Given the entries that follow, write out exactly the lines starting at the one containing "Objective: detect fox head in a given image." and ending at the one containing "Objective: detect dried", both ends included, and only those.

++++++++++

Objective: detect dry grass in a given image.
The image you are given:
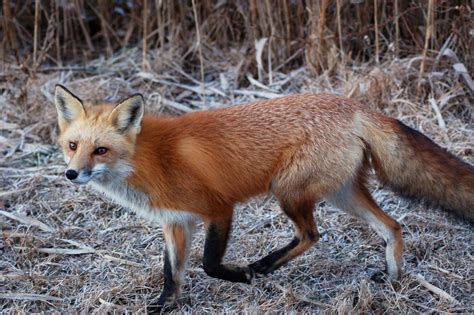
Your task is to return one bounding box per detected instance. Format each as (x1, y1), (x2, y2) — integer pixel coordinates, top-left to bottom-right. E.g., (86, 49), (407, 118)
(2, 1), (473, 74)
(1, 1), (473, 313)
(1, 45), (473, 313)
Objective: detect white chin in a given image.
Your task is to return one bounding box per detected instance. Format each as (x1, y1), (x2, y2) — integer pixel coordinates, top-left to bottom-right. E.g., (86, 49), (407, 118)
(69, 178), (91, 185)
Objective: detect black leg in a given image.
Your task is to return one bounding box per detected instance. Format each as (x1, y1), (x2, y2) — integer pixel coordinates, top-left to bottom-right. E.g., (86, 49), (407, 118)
(250, 237), (300, 276)
(157, 247), (178, 305)
(202, 219), (254, 284)
(148, 222), (194, 312)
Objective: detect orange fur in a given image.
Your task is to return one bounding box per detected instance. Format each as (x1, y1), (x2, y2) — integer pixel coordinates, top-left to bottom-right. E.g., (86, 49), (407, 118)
(126, 94), (368, 218)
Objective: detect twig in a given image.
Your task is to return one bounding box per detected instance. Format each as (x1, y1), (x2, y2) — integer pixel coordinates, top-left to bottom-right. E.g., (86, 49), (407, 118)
(0, 187), (30, 198)
(0, 273), (28, 281)
(0, 121), (19, 130)
(33, 0), (41, 66)
(0, 293), (62, 302)
(374, 0), (379, 64)
(250, 0), (258, 42)
(246, 74), (278, 92)
(0, 210), (55, 232)
(0, 165), (63, 172)
(191, 0), (205, 103)
(142, 0), (149, 70)
(427, 264), (464, 280)
(161, 98), (193, 113)
(14, 247), (96, 255)
(35, 66), (99, 73)
(99, 0), (112, 58)
(412, 273), (458, 303)
(317, 0), (327, 71)
(2, 0), (18, 59)
(100, 254), (145, 268)
(255, 38), (268, 81)
(418, 0), (434, 92)
(264, 0), (274, 85)
(73, 0), (94, 53)
(233, 89), (283, 99)
(136, 71), (224, 96)
(428, 97), (446, 130)
(336, 0), (344, 60)
(54, 0), (61, 64)
(394, 0), (400, 56)
(155, 0), (165, 64)
(452, 63), (474, 93)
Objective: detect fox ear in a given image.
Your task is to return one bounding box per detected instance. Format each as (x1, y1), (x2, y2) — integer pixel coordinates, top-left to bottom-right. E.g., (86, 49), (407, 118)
(109, 94), (145, 133)
(54, 84), (85, 131)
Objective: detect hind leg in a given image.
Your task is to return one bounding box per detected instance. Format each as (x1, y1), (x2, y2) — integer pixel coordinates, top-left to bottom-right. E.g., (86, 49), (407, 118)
(249, 196), (319, 276)
(326, 180), (403, 280)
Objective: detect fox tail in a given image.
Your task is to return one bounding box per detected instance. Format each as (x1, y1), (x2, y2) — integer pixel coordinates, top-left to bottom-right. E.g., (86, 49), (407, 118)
(359, 113), (474, 223)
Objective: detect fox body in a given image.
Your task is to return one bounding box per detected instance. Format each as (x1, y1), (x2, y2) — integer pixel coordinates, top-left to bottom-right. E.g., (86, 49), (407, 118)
(54, 85), (474, 309)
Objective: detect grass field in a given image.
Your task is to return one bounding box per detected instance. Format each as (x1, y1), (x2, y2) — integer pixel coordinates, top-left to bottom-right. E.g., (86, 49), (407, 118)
(1, 1), (473, 313)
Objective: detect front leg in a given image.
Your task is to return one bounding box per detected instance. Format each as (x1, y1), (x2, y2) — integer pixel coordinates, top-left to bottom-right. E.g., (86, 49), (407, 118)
(202, 215), (254, 284)
(151, 221), (195, 310)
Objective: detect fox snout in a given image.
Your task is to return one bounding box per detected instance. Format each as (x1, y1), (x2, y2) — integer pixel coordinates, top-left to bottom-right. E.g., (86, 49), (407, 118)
(65, 169), (79, 180)
(64, 163), (109, 184)
(65, 168), (93, 184)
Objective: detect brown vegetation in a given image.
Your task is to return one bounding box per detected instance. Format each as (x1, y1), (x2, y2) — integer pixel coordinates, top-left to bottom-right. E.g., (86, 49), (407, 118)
(1, 0), (473, 313)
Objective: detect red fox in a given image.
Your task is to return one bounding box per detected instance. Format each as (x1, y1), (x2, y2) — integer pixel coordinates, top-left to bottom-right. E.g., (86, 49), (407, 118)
(53, 85), (473, 309)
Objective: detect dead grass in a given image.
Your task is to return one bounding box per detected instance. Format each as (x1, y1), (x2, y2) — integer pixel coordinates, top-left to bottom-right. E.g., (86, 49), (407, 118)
(1, 44), (473, 313)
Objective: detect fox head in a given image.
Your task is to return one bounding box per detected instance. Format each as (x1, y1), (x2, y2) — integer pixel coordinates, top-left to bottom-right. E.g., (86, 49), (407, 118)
(54, 85), (144, 184)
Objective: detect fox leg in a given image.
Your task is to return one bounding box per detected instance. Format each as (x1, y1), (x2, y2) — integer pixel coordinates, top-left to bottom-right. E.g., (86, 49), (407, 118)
(153, 221), (195, 309)
(202, 214), (254, 283)
(249, 197), (319, 276)
(326, 180), (403, 280)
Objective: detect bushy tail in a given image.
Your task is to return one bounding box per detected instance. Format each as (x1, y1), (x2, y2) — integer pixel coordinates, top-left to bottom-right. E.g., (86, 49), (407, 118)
(360, 113), (474, 223)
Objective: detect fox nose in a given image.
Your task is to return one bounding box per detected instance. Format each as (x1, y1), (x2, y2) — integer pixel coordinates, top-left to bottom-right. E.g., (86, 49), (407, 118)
(65, 169), (78, 180)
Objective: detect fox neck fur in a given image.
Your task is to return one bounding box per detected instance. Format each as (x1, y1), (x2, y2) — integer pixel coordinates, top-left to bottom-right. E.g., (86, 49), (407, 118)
(89, 160), (197, 226)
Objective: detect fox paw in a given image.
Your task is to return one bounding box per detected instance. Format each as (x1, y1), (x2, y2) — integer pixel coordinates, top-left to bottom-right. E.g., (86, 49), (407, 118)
(235, 265), (255, 284)
(249, 260), (275, 278)
(370, 270), (401, 290)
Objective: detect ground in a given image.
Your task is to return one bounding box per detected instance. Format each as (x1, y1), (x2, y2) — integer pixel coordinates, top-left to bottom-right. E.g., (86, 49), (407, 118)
(1, 49), (473, 313)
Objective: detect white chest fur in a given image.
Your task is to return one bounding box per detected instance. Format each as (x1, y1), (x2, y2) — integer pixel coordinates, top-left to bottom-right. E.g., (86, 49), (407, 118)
(90, 178), (196, 226)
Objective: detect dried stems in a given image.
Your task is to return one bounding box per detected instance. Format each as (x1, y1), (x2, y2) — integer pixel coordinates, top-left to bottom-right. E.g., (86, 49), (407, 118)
(142, 0), (149, 70)
(54, 0), (61, 64)
(1, 1), (471, 86)
(394, 0), (400, 57)
(1, 0), (17, 61)
(336, 0), (343, 60)
(317, 0), (327, 71)
(374, 0), (379, 64)
(74, 0), (94, 53)
(0, 2), (473, 314)
(33, 0), (41, 67)
(155, 0), (164, 64)
(418, 0), (434, 92)
(264, 0), (274, 84)
(99, 0), (112, 58)
(192, 0), (205, 99)
(1, 46), (472, 313)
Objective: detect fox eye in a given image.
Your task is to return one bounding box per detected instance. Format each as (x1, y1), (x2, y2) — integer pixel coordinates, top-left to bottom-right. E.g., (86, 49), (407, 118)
(69, 142), (77, 151)
(94, 147), (108, 155)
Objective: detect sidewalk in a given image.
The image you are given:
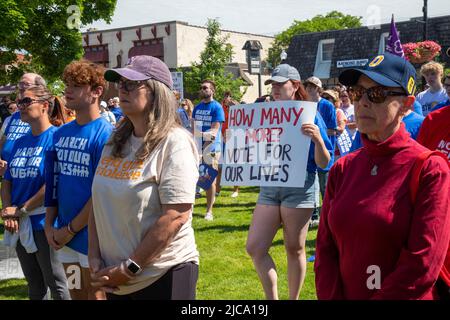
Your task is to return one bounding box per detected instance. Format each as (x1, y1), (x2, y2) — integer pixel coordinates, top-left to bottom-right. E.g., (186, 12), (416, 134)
(0, 244), (24, 280)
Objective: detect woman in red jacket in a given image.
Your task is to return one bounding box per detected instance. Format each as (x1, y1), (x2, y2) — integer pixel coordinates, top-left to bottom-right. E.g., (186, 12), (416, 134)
(315, 52), (450, 300)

++++++++++

▶ **ANSWER TO THE EXERCISE**:
Objective: detect fox head in a given image.
Your task is to return one bounding box per detected instance. Format each as (x1, y1), (x2, y2) — integer pixel coordinates, top-left to bottom-right. E.g., (86, 49), (407, 118)
(54, 85), (144, 184)
Objective: detect fox leg in a given image.
Your task is to return one bounding box per detected instance. Format each as (x1, y1), (x2, y2) — integer pixel coordinates, top-left to bottom-right. E.g., (86, 49), (407, 118)
(153, 221), (195, 309)
(202, 214), (254, 283)
(249, 197), (319, 276)
(326, 180), (403, 280)
Objective: detect bushy tail in a given image.
Your task is to return one bounding box per detected instance. Format each as (x1, y1), (x2, y2) — integer pixel coordinates, top-left to bottom-right. E.g., (86, 49), (407, 118)
(360, 113), (474, 223)
Objective: detect fox nose in a given image.
Your task is to return one bounding box per detected instance. Format each as (x1, y1), (x2, y2) — integer pixel coordinates, top-left to bottom-right. E.g., (86, 49), (407, 118)
(65, 169), (78, 180)
Objective: detect fox neck fur in a given image.
Your task is to return one bounding box per detected instance. Format each as (x1, y1), (x2, y2) — integer pixel coordinates, top-left to bottom-right. E.g., (86, 49), (407, 118)
(89, 160), (197, 226)
Objective: detect fox paw in a given image.
Your task is to return one bounding box per detected instance. Format each as (x1, y1), (x2, y2) — integer pixel coordinates, top-left to bottom-right. E.g., (86, 49), (407, 118)
(235, 265), (255, 284)
(249, 260), (275, 278)
(370, 270), (401, 290)
Objective: detect ground in a given image.
Your task is to return one bounding box per detected instance. Format each as (x1, y1), (x2, y2) — integer pixel coordinates, top-left to bottom-right. E.g., (86, 49), (407, 118)
(1, 49), (473, 313)
Objective: detect white chest fur in a given image.
Your task is to return one bounding box per detected instance. Format each as (x1, y1), (x2, y2) — integer pixel coordinates, top-left to bottom-right. E.g., (86, 49), (407, 118)
(90, 178), (196, 226)
Objective: detect dried stems in a given image.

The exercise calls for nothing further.